____ PROVIDED MATERIAL

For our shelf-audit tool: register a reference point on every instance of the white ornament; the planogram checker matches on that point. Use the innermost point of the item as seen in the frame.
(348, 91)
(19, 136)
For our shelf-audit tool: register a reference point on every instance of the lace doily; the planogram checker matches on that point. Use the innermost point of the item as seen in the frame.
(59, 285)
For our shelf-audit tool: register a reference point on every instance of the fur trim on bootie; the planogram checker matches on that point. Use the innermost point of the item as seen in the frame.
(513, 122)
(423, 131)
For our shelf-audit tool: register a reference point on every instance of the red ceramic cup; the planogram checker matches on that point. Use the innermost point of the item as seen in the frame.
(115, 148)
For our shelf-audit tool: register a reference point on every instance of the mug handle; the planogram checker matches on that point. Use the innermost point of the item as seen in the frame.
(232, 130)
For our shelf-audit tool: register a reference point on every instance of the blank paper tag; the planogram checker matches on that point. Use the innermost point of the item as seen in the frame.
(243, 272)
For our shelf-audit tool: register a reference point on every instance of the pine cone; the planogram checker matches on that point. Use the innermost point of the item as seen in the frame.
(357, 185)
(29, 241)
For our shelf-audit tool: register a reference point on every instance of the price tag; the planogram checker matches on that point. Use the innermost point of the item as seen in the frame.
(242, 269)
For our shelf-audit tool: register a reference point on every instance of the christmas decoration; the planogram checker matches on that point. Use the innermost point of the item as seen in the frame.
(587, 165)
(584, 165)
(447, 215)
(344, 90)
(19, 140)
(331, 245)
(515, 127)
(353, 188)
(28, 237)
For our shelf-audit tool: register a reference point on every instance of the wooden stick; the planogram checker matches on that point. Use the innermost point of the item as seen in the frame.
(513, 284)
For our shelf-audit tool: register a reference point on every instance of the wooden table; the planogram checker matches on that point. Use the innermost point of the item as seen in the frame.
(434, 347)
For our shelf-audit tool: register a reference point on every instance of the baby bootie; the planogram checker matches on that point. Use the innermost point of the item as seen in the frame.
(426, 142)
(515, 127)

________

• _TASK BRIEF_
Transcribe every entry exactly.

• _EXERCISE ANSWER_
For our shelf-audit tool: register a reference point on every instance of the white ornament; the planogram checker matches on that point. Use the innermost point of the item as seen in the frame.
(348, 91)
(19, 136)
For our shelf-audit tool: register a reference point on every instance of the lace doily; the planogram checker matches on that point. Use the innermost point of the item as seen in the frame.
(59, 285)
For our shelf-audit tool: register a reference point on every instance of the fur trim on bootie; the planogram checker matches on that point. Use the innermost point of the item as seen in the frame.
(513, 122)
(423, 131)
For our shelf-audit tool: register a reference point on every instance of the red ceramic cup; the planogram checker matches on that point. Use the innermost point of the item as seen in the frame.
(115, 148)
For our shelf-audit tool: register a reference point on every instance of the mug handle; the planogram checker matches on that point. Use the innermost point of the item as seen in the frame.
(232, 130)
For our shelf-audit tool: register a reference point on every instance of the blank paper tag; the planogram checker matches on that point. Use the innermost point of the item as seen in the frame.
(243, 272)
For our shelf-audit tool: register a reference point on every instance of the pine cone; the planogram checker matches on that point. Use the innermost point of the item as seen in the frame.
(357, 185)
(29, 241)
For our shelf-audit tool: register a reference point on every instance of the price tag; the planogram checker matches on that point. Use the innermost point of the item as seen in the frame.
(242, 269)
For our shelf-audit tool: register a reference point on every instance of the christmas decoration; the planogram checker matches on that point. Use the innermost point of the item as seen in the frame.
(587, 165)
(584, 165)
(447, 215)
(344, 90)
(19, 140)
(331, 245)
(515, 127)
(353, 188)
(28, 237)
For our shelf-audit tool: register a reference point on every instance of the wooden stick; the planogram checker matches on that point. Use the innermost point of the item as seen in the frame.
(513, 284)
For our shelf-audit tool: register a reference point on every instance of the wooden table; the planogram checker matches on that point. Use the innermost point of the item as seen in the frame.
(434, 347)
For our shelf-audit tool: register a reference point on every instance of the baby bootie; the planogram checker matches on that point. Use the innermost point of the item as seen in the frame.
(426, 142)
(515, 127)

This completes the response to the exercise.